Your reply must be one number: the count of lines in the data below that contain "gravel".

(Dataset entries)
__________________________________________________
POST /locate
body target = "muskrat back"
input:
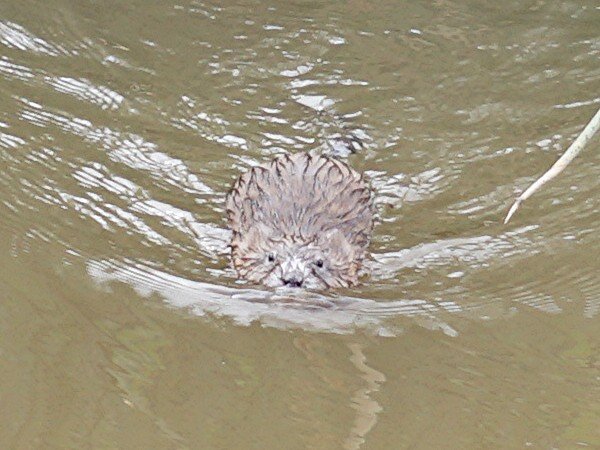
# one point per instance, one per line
(301, 220)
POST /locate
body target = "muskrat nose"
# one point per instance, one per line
(293, 280)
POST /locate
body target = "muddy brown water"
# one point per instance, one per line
(124, 123)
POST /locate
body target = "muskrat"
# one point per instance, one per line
(300, 221)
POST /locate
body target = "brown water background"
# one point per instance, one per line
(123, 125)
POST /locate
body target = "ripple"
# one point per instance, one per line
(15, 36)
(86, 90)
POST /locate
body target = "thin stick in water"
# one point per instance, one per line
(562, 162)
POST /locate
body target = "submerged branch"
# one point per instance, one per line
(562, 162)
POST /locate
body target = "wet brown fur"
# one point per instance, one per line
(301, 198)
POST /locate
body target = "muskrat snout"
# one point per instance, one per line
(301, 221)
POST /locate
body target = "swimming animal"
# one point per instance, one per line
(301, 220)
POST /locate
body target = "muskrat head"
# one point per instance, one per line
(264, 255)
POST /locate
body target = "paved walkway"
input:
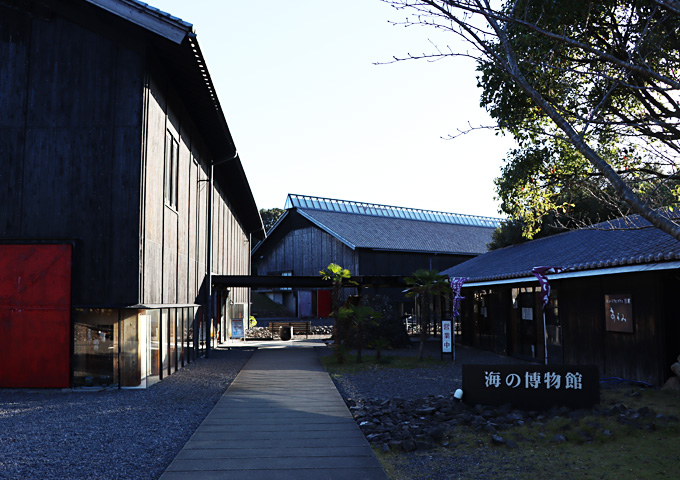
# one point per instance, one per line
(281, 418)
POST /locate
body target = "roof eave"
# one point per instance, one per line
(147, 17)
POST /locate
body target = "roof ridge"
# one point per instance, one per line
(310, 202)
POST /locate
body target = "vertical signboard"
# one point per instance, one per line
(237, 330)
(447, 337)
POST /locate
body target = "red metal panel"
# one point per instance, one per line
(35, 316)
(323, 305)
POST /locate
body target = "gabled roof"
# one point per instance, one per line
(176, 47)
(384, 227)
(627, 244)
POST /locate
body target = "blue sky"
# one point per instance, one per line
(312, 114)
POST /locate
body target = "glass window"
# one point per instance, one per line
(164, 342)
(172, 340)
(171, 170)
(93, 347)
(154, 325)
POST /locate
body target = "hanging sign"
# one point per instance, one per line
(619, 313)
(447, 336)
(237, 328)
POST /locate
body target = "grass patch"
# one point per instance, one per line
(596, 447)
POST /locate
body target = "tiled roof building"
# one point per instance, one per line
(612, 305)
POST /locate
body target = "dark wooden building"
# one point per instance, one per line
(113, 143)
(367, 239)
(613, 306)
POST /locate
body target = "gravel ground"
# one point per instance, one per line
(417, 382)
(411, 384)
(110, 434)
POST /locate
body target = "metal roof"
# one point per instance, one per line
(361, 208)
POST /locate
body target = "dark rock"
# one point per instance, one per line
(409, 445)
(437, 434)
(645, 412)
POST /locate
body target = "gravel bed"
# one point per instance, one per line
(417, 383)
(110, 433)
(414, 383)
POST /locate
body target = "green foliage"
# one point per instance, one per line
(624, 114)
(425, 285)
(335, 273)
(338, 276)
(270, 216)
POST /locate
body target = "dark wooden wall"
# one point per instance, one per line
(70, 133)
(84, 114)
(639, 355)
(643, 355)
(373, 262)
(304, 251)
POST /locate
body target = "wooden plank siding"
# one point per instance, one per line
__________________________________________________
[Expected answer]:
2